Information provided start

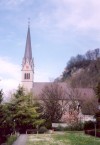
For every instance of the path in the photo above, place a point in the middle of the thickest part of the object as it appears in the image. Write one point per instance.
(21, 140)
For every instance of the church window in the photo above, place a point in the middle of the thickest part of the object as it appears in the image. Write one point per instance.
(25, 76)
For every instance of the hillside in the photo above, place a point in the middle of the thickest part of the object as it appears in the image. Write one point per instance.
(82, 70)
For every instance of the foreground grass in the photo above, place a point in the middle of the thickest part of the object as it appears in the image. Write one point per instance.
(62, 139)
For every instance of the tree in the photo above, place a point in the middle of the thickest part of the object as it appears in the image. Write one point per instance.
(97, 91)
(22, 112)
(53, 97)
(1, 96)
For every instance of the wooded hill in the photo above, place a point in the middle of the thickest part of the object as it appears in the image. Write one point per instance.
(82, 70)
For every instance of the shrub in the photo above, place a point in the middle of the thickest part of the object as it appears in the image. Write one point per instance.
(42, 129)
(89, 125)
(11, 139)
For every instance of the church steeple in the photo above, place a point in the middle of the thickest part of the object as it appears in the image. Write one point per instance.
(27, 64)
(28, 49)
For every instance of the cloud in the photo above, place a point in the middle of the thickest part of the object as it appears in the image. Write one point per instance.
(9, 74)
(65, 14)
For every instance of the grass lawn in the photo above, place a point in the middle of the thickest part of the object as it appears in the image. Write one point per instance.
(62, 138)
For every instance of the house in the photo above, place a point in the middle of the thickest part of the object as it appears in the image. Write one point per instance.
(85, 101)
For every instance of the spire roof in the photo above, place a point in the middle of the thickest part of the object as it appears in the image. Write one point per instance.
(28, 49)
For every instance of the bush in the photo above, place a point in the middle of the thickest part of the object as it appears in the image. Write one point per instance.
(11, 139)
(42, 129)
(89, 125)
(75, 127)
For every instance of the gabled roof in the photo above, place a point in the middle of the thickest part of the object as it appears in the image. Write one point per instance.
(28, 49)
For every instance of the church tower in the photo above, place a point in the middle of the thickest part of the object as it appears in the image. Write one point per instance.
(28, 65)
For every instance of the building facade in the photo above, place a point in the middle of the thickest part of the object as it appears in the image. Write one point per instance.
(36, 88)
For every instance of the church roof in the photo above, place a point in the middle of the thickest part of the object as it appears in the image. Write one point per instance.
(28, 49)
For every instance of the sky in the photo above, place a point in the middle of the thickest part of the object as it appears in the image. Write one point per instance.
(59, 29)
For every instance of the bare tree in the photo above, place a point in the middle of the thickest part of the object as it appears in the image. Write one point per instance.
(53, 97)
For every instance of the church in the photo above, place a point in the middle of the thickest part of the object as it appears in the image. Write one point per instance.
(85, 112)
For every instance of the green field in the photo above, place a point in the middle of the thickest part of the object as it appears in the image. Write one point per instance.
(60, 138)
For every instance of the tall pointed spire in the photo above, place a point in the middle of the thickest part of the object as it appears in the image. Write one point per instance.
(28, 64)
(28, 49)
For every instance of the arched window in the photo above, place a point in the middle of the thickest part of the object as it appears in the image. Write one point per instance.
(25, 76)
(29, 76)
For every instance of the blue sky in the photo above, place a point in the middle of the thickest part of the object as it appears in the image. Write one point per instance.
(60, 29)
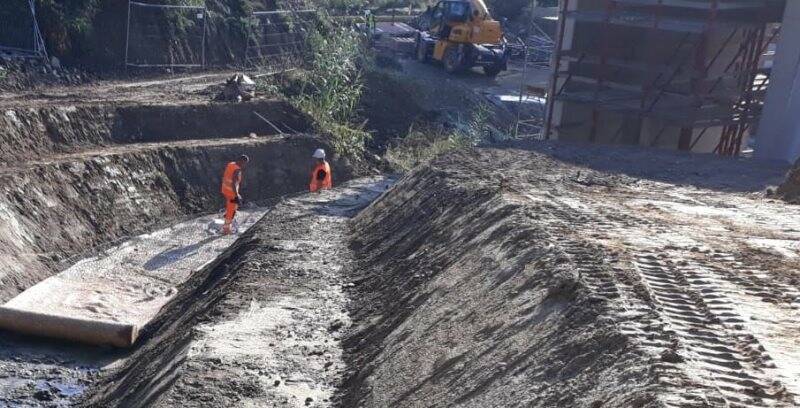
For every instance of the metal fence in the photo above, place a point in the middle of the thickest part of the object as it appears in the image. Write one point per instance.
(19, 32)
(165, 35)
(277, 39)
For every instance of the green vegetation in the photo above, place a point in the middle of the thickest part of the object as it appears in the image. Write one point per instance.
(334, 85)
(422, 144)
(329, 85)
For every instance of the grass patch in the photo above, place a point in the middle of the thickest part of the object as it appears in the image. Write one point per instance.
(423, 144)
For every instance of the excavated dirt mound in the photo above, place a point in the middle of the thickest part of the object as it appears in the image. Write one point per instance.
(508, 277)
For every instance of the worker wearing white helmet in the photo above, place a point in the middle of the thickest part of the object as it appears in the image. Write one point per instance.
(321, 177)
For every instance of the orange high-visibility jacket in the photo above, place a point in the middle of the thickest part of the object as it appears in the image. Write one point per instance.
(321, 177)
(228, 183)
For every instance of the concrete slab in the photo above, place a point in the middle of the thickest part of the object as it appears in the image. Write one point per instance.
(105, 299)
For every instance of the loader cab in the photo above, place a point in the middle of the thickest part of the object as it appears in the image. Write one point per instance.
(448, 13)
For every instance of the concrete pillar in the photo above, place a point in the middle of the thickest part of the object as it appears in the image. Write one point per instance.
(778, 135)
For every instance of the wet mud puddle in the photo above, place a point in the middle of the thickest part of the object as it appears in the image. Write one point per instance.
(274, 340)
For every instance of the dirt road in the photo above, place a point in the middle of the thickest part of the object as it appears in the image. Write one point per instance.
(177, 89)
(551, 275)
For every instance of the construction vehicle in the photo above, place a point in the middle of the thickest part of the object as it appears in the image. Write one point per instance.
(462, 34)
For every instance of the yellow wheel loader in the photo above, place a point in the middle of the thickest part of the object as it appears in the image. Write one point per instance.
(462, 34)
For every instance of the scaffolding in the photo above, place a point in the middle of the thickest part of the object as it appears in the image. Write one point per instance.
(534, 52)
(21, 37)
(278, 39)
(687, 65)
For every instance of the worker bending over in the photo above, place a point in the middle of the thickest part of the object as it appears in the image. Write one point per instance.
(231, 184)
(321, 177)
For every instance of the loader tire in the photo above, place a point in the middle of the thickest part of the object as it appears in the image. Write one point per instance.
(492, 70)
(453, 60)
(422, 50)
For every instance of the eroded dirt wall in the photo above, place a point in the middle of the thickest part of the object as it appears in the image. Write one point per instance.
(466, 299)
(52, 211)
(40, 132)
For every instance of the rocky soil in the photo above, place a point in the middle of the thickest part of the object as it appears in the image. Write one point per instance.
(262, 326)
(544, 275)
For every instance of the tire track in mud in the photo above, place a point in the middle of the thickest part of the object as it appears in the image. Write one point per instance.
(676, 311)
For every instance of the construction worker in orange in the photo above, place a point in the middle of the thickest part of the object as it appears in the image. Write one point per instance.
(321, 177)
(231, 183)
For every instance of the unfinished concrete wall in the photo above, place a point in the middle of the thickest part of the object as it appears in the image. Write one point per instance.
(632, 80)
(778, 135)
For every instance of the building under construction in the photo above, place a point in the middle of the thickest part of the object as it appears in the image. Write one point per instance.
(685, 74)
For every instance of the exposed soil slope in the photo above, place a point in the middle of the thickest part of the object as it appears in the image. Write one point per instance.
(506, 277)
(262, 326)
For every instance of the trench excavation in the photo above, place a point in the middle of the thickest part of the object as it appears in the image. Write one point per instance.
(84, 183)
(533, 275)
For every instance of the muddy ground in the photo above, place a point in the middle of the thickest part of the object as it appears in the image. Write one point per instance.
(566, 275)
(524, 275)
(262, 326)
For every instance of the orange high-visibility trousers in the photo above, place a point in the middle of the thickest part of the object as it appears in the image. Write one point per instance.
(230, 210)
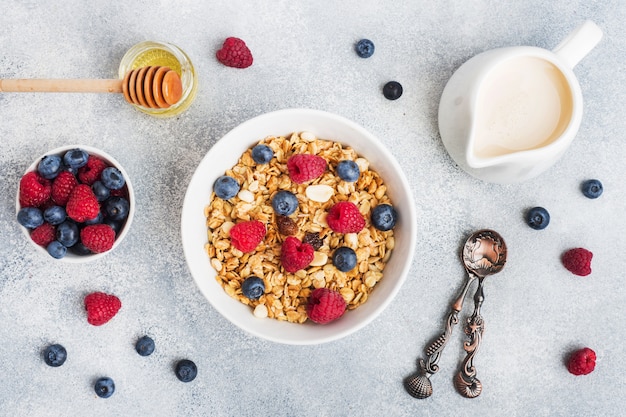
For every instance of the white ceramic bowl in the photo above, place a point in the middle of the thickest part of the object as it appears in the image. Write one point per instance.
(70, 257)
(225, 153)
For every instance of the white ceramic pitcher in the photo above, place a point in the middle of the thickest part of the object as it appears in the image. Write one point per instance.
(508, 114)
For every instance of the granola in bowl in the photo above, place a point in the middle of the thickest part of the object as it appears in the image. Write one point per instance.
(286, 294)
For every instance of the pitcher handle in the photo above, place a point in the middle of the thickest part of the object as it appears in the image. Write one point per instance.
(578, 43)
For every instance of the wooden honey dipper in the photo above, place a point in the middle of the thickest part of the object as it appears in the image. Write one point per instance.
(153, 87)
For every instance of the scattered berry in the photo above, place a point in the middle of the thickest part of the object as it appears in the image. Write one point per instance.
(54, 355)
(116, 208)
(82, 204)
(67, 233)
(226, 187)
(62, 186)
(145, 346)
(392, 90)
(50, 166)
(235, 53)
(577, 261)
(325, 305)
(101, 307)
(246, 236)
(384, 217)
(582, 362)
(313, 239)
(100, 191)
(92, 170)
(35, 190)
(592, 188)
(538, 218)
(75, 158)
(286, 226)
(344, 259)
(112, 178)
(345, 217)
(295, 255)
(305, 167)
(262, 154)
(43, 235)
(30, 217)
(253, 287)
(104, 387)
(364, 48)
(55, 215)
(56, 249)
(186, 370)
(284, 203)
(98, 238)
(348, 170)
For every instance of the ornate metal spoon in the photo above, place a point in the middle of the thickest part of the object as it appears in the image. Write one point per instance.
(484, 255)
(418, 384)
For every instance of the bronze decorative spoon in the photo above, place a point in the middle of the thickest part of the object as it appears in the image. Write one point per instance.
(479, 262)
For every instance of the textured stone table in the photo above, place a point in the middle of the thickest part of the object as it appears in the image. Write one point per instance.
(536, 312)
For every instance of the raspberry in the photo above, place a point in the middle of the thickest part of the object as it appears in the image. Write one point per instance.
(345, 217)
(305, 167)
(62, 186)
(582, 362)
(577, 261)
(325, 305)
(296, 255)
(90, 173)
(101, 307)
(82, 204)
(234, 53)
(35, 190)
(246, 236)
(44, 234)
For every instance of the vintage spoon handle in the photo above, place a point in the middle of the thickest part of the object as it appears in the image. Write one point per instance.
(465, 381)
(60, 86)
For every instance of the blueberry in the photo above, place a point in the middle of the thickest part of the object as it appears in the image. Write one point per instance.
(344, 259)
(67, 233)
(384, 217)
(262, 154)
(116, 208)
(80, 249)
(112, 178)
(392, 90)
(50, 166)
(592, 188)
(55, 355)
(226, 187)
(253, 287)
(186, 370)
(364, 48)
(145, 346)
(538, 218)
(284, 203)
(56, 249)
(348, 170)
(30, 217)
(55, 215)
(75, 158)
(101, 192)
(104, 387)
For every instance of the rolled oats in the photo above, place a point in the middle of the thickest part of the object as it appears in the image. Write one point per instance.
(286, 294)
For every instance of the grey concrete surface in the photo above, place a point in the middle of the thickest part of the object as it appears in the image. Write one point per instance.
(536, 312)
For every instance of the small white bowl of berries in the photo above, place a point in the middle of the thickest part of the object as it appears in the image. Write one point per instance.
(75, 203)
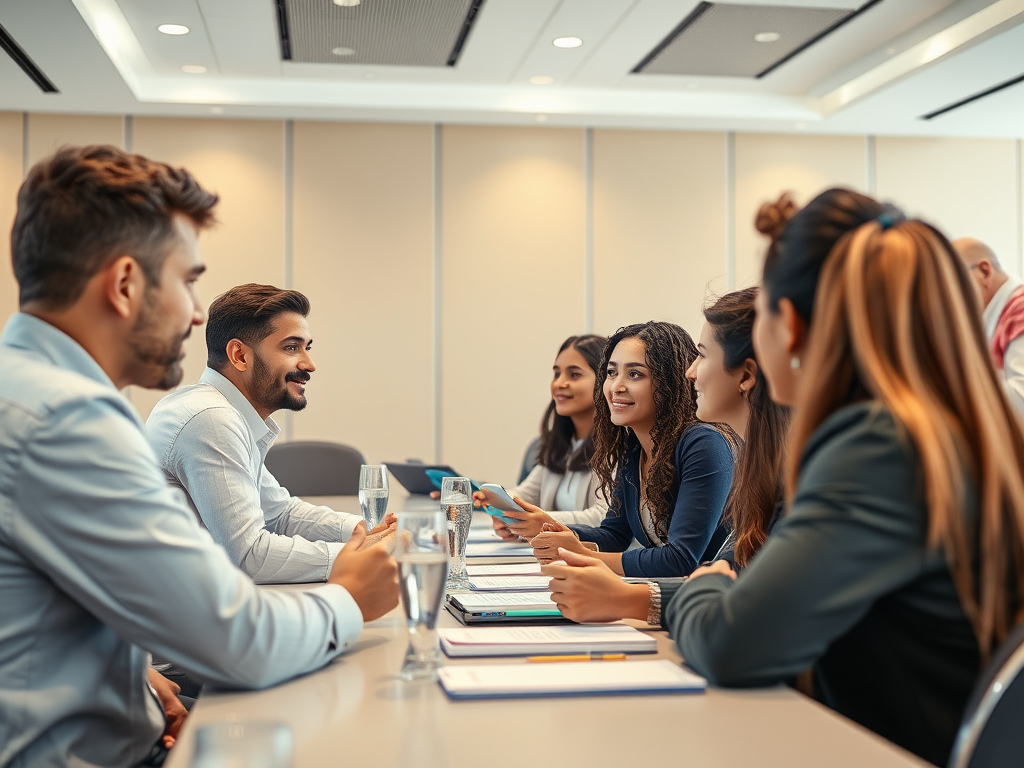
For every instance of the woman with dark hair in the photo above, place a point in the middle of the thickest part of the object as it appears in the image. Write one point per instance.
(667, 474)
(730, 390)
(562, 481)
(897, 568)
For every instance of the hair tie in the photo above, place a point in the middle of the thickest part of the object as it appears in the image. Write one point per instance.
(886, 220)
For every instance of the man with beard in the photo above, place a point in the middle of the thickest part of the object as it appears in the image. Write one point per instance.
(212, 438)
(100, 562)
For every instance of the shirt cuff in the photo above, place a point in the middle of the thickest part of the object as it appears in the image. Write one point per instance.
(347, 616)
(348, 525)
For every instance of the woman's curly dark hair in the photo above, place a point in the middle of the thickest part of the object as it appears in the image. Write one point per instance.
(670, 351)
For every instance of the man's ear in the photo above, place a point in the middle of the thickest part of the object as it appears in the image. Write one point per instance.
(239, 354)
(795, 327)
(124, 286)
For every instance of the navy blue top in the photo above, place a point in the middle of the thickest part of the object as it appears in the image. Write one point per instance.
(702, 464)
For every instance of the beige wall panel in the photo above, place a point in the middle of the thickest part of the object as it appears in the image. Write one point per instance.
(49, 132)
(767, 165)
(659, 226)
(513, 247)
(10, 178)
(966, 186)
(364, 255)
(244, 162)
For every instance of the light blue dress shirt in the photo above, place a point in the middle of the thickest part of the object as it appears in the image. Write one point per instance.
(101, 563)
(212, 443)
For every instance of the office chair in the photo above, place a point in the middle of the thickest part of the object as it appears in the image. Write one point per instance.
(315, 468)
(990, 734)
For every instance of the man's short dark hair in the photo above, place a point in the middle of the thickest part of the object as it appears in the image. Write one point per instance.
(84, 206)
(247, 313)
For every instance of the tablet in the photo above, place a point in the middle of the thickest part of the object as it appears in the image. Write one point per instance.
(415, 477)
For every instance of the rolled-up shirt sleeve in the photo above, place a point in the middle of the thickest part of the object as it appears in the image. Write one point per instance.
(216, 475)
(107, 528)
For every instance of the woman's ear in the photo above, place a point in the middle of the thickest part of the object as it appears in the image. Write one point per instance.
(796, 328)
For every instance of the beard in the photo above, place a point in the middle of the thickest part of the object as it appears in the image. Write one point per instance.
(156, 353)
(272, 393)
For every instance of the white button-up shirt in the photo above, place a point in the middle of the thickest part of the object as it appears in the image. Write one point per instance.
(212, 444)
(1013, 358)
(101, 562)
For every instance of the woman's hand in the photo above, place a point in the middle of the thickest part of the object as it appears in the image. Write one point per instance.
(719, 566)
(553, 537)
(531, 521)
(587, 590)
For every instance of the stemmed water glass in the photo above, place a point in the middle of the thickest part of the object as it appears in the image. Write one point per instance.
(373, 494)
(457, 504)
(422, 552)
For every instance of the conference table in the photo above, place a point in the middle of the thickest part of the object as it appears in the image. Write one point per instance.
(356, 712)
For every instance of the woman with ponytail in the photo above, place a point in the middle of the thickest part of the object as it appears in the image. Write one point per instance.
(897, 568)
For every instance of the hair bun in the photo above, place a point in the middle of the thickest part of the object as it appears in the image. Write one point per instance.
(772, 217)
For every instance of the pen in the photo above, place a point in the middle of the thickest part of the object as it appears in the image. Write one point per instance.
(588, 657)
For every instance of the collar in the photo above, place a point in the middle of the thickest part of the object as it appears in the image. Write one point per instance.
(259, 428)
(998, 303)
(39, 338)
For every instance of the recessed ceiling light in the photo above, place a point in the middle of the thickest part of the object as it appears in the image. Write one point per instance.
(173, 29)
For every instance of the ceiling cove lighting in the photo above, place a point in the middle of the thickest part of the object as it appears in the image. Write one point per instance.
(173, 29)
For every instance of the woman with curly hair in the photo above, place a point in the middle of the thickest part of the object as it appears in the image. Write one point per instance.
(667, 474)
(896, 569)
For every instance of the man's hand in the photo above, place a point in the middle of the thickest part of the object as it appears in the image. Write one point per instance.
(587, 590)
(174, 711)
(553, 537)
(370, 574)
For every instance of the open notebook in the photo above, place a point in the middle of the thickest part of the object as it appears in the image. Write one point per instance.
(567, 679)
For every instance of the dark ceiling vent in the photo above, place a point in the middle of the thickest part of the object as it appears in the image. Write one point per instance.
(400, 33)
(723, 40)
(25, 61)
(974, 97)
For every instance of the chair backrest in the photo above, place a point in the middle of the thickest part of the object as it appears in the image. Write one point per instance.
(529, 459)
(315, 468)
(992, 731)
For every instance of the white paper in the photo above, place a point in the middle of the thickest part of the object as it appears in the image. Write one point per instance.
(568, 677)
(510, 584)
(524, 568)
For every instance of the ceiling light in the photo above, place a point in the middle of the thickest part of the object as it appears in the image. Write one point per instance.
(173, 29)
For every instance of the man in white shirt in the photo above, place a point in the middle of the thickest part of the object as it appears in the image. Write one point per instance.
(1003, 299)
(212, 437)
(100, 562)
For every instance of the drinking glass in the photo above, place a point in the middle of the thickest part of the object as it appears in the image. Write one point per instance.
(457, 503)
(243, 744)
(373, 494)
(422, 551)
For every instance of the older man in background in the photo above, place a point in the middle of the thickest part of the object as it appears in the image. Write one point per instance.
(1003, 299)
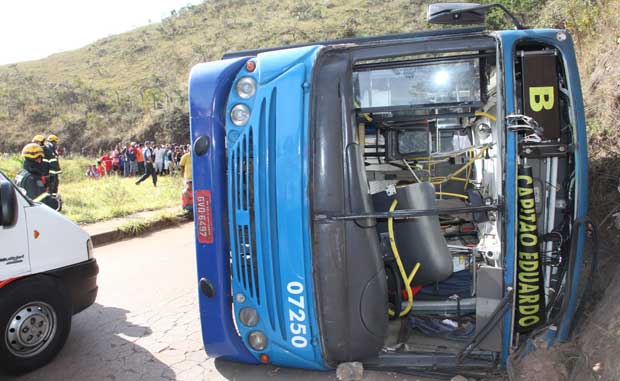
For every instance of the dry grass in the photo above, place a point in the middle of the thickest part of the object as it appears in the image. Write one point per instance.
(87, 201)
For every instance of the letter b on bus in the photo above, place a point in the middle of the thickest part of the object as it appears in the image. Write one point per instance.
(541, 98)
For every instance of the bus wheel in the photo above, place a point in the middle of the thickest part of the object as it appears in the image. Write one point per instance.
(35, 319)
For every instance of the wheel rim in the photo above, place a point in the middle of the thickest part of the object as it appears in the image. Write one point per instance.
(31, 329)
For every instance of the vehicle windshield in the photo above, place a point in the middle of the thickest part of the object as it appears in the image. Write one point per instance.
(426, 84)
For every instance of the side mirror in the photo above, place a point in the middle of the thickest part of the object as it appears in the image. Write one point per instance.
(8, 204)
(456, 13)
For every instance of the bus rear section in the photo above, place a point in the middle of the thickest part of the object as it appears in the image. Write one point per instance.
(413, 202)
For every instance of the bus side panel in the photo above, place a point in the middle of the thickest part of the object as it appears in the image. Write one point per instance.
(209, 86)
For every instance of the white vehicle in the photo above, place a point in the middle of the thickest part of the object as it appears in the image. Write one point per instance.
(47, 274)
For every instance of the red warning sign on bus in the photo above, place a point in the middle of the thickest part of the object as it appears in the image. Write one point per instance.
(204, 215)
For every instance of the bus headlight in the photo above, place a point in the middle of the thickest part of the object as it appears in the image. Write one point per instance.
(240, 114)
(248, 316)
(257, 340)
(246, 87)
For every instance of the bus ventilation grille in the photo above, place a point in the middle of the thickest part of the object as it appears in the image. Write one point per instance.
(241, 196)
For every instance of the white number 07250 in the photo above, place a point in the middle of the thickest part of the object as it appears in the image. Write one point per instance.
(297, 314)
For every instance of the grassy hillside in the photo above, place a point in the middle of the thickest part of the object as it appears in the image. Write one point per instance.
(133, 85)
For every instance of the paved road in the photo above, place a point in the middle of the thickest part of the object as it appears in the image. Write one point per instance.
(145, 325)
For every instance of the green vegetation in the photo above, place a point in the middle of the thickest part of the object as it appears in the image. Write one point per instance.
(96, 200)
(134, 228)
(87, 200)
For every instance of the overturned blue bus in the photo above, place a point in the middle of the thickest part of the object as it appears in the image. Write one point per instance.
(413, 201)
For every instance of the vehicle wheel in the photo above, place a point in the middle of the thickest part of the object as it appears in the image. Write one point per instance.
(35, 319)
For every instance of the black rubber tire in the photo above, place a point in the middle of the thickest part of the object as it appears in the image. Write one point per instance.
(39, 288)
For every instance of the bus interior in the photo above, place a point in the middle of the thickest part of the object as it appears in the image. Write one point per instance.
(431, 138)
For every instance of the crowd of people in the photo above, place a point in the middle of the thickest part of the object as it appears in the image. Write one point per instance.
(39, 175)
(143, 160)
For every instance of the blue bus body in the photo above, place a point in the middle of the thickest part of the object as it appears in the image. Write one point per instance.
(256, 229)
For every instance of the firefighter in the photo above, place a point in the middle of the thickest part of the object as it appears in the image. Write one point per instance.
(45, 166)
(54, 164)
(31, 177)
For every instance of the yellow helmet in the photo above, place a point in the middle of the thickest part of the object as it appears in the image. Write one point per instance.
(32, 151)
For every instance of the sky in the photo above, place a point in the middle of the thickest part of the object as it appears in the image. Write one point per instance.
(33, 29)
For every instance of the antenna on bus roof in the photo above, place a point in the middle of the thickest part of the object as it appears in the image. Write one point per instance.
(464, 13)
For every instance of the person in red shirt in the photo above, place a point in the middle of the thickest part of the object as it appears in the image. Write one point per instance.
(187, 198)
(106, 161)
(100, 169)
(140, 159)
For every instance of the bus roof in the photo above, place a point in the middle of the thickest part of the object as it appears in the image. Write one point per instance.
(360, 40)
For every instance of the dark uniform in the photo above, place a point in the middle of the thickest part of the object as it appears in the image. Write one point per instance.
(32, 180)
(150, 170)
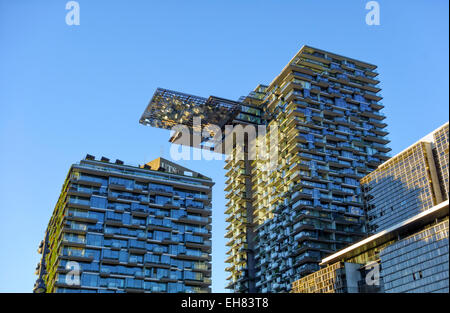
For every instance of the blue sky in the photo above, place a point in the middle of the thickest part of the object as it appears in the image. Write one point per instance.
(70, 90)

Information provided end

### What to work on
Reproduce word for word the lines running from the line with "For every instance of the antenna" through the end of the data, both included, and nothing else; leave out the pictures.

### Full output
For every instance of the antenna on bus roof in the photo above, place a point in the middle of the thickest part of the object as it appears in the image. Write one point per instance.
(464, 13)
For every instance of the person in red shirt in the photo above, place a point in the middle of the thickest part of the object as it appears in the image. Write one point per instance.
(187, 198)
(106, 161)
(100, 169)
(140, 159)
For every instance of the bus roof in the photo above, place a point in the middle of the thickest part of the object as it appears in the image. Write one point per instance.
(360, 40)
For every instance of the dark uniform in the photo above, place a point in the middle of the thickest part of the object as it appears in the image. Write one point per instance.
(32, 180)
(150, 170)
For every instance of the blue sky in the photo above, place a point in the middle of the thickest part of the object as it appears in the image. Write one point per instance.
(70, 90)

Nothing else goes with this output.